[Contour labeling entries]
□ □ □ □ □

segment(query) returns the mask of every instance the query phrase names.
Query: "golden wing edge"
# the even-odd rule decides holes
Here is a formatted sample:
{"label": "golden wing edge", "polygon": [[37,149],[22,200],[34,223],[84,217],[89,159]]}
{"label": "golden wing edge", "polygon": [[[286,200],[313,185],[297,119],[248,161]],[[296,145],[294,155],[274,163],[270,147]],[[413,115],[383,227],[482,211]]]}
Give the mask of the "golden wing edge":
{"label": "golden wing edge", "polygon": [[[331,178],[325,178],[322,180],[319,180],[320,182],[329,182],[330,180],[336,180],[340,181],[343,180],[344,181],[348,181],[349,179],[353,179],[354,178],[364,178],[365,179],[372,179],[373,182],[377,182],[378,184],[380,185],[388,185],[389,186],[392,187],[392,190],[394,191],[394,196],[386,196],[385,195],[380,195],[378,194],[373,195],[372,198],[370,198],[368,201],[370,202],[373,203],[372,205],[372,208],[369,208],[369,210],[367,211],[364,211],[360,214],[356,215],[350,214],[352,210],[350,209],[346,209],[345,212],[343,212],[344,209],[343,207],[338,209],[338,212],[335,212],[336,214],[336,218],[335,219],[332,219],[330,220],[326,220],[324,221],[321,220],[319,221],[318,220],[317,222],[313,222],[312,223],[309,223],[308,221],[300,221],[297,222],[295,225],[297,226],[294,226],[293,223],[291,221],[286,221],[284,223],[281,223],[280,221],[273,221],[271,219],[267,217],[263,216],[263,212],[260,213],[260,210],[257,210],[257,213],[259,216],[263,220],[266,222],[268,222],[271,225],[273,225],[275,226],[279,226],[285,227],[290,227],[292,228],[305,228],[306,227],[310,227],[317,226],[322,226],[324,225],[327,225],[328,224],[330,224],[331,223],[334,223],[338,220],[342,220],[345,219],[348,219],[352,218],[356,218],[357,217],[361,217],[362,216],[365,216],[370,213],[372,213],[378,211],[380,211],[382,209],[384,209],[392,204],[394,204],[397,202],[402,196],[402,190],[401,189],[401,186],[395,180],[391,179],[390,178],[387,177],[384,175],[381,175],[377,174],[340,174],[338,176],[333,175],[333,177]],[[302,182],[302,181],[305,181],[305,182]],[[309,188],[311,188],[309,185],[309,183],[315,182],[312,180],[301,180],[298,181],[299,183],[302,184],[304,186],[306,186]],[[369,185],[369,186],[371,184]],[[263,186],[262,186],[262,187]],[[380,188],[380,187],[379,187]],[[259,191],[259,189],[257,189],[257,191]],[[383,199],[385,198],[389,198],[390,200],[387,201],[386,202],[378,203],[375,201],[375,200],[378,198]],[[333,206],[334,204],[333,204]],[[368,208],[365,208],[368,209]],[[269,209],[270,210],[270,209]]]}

□ □ □ □ □

> [Set problem]
Please report every line of the data above that contains the string "mask", treating uppercase and lowercase as different.

> [Result below]
segment(query) returns the mask of every instance the query phrase names.
Give the mask of the "golden wing edge":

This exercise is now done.